**PASSAGE PROVIDED**
· · · ·

Saturday, 14 December 2019

Disillusionment and Joy

So there sat John the Baptist in prison, more than a wee bit disillusioned I suspect.  The Empire struck back at him, one could say.  King Herod and his wife, Herodias, whom he stole away from his brother, often rode past where John preached in the wilderness by the Jordan River.  There were many mansions of the rich and famous in the area.  John liked to hold the two to account for their adultery whenever they passed.  So, Herodias, not liking this prophet of God meddling in her morality, got Herod to arrest him.  John was not under a death sentence, but getting out wasn’t likely unless Cousin Jesus, if he was the Messiah, got on with it. 
I say if because I think that even to John Jesus was a bit of an enigma.  He didn’t live up to the expectations of what the Messiah was supposed to be.  Faithful Jews were expecting an overthrow of their Roman occupiers and a clean up of their corrupted royals and temple authorities.  But Jesus didn’t fit that bill.  He just healed people, had some great debates with the religious authorities, cast out demons, pronounced forgiveness of sins...and he kept company with all the wrong people (whores, revenuers, and fishermen).  To the powers that he was supposed to overturn, Jesus seemed more a source of entertainment and a bit of a blasphemer than the One who was to bring in the Kingdom of God; though the size of the crowds was concerning.

· · · ·

Dataset records on object locations
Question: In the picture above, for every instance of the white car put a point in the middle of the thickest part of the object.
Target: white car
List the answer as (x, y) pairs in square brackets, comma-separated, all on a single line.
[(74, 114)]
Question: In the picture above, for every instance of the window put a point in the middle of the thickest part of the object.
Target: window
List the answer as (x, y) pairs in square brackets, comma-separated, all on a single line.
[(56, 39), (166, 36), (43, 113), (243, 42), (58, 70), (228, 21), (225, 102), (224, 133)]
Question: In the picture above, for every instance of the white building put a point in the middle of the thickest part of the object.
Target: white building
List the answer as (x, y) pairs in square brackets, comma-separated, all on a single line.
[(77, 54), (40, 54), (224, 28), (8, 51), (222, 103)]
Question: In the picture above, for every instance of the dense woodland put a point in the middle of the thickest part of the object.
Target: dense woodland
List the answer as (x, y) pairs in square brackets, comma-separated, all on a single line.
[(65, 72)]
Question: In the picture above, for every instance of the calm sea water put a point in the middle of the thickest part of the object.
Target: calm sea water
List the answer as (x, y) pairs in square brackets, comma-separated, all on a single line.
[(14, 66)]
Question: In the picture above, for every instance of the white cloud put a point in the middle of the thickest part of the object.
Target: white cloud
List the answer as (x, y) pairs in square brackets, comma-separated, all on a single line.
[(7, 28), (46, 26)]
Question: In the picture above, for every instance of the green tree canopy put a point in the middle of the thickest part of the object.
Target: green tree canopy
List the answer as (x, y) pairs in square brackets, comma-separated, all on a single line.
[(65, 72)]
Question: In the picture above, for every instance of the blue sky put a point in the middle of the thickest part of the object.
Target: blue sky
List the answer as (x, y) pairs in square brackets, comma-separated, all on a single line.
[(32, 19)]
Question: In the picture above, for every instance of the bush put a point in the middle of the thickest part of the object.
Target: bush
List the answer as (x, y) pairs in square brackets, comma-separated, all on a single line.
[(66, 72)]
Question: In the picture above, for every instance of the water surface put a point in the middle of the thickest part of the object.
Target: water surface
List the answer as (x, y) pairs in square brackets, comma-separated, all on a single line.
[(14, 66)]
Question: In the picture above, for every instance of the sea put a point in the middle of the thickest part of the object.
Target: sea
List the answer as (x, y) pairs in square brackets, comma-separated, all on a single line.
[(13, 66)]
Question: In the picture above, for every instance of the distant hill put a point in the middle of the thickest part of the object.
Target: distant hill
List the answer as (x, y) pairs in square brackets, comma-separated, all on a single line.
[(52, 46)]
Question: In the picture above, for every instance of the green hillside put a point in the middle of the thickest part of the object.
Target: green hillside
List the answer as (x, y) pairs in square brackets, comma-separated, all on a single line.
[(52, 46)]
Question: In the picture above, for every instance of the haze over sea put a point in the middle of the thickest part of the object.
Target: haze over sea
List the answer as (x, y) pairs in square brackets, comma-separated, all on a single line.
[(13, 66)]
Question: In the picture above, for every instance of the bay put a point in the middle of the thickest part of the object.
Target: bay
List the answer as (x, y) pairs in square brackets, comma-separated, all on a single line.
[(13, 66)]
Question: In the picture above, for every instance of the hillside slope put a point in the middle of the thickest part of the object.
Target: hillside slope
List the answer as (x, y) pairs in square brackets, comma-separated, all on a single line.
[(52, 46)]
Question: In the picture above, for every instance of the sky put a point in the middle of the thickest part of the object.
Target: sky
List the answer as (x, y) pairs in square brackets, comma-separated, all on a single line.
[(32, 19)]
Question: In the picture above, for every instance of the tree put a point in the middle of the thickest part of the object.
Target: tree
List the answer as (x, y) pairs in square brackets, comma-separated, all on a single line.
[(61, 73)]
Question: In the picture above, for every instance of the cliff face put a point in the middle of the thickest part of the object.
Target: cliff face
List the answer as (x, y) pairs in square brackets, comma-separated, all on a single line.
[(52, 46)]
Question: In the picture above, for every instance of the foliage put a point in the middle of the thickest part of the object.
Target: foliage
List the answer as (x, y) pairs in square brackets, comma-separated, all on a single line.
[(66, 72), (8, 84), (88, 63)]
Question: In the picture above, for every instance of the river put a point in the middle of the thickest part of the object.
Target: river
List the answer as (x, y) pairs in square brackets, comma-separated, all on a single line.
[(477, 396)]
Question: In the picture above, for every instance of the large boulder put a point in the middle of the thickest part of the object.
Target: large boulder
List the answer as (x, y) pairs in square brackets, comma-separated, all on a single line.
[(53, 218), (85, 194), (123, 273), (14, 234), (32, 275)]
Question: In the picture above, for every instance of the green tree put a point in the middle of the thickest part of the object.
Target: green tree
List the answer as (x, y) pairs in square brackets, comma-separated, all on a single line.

· · · ·

**WHAT THE TASK ASKS**
Please extend the piece on John the Baptist in prison, picking up right after its final sentence.

**EXPECTED ANSWER**
So, John went and did what many a pastor goes and does about mid-career when ministry hasn’t gone the way you expected.  He sent out a hotline to Jesus wondering what was the hold up.  You see, it’s a difficult thing to come to grips with the troubling reality that God does what God does…or doesn’t do, and it seldom is what we want and expect to happen.  John sent some of his own disciples ask Jesus, “Are you the One, the Messiah who is coming, or should we wait for another?”  Jesus told them, “Go and tell John what you hear and see.”  And just to make sure they got it right, Jesus gave them a list of things that he was doing, things that the prophets of old and particularly Isaiah foretold that the Messiah would do.  Ah, blessed assurance.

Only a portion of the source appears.